(Referring expression pointing data)
________________
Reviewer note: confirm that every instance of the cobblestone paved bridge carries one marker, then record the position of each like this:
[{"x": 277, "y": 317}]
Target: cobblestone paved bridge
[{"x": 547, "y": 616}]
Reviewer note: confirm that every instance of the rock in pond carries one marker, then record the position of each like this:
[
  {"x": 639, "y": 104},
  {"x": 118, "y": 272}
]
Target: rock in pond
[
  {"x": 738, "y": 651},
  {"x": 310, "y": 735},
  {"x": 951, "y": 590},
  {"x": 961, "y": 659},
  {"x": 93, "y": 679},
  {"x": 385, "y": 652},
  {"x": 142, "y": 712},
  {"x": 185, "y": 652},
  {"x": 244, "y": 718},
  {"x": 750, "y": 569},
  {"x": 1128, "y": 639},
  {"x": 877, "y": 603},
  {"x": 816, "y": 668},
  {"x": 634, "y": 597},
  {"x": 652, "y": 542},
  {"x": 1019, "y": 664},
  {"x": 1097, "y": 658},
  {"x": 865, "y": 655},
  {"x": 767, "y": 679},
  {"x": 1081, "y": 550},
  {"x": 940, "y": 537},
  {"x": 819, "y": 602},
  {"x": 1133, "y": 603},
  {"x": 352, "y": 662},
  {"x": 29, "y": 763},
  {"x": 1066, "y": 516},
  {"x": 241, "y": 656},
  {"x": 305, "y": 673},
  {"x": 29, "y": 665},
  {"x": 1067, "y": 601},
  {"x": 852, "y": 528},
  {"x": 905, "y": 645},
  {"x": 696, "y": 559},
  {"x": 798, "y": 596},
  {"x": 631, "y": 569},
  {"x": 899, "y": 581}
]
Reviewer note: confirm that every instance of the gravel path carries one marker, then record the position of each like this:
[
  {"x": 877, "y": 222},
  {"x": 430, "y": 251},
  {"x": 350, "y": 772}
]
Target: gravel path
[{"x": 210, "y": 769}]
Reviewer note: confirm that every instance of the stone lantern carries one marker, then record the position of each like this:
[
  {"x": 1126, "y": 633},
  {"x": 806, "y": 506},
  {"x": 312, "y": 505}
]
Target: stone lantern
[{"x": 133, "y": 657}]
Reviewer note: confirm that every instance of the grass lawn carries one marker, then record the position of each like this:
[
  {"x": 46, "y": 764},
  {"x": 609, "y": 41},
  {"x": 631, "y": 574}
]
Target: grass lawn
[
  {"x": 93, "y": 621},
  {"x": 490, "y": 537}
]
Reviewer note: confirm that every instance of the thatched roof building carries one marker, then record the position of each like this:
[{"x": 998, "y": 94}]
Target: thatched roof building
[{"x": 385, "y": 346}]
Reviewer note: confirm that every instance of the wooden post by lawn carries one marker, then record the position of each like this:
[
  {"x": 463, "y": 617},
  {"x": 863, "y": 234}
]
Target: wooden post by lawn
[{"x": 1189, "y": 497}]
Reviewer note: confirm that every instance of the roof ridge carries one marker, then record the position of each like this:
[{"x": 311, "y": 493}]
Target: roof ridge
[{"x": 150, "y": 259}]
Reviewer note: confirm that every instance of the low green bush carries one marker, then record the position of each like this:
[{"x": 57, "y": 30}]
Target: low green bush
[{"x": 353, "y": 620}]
________________
### What this task involves
Collect each line of the entries that has the word "then", copying it in full.

### Task output
Reviewer note: confirm that every instance of the cobblestone paved bridge carries one marker, then record the position of each like this:
Reviewer note: confirm that every instance of the rock in pond carries one marker, then record the position of each like this:
Reviewer note: confirm that every instance of the gravel path carries one marker, then record the position of each like this:
Reviewer note: confirm that every instance of the stone lantern carries one marker, then record the position of each like this:
Reviewer note: confirm that every instance of the grass lawn carries one marker, then record the position of each like this:
Reviewer note: confirm that every instance of the thatched roof building carries one marker, then record the position of each like this:
Reviewer note: confirm that every instance of the wooden post by lawn carries one marker, then record the position of each like this:
Reviewer note: confirm that every instance of the roof ridge carries one marker, then record the position of each like this:
Reviewer note: confirm that every instance of the low green bush carries one marker, then record the position of each like this:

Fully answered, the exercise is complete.